→ WORK ITEM
Using the entries below, copy out all lines where "form" is found.

______

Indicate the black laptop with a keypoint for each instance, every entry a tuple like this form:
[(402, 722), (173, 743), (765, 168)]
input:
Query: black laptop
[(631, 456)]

______

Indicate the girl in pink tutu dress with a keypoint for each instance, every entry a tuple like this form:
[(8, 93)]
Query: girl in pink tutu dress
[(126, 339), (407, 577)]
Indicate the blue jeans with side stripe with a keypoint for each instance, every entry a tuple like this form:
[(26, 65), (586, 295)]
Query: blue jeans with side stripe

______

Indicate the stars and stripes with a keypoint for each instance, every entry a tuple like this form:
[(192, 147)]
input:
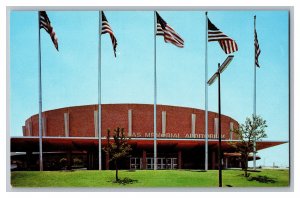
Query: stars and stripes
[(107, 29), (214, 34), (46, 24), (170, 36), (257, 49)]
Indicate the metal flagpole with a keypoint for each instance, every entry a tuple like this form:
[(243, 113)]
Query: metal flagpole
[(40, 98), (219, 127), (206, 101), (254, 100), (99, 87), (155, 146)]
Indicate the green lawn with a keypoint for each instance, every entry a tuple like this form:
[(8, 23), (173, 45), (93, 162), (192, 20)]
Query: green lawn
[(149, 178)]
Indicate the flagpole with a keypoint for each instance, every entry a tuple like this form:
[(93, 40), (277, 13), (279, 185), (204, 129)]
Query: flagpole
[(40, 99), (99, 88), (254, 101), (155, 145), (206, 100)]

______

→ RESPONSE AREA
Indicate the black laptop with a keypoint for each instance, every entry a tuple like this form:
Indicate the girl in pink tutu dress with a keypoint for each instance, every entry a tuple like this form:
Indicate the blue jeans with side stripe with a keypoint for each instance, every entry a tuple like this form:
Indicate the stars and stripes with a keypoint for each instance, every entry a tuple like this form:
Indicate the metal flagpole with a keypoint for each instance, every entry a tuple like this form:
Indicate the green lawn with a keypoint for each instance, every entry a tuple like this form:
Indicate the flagpole with a keypoint for each instance, every entry a tuple like this form:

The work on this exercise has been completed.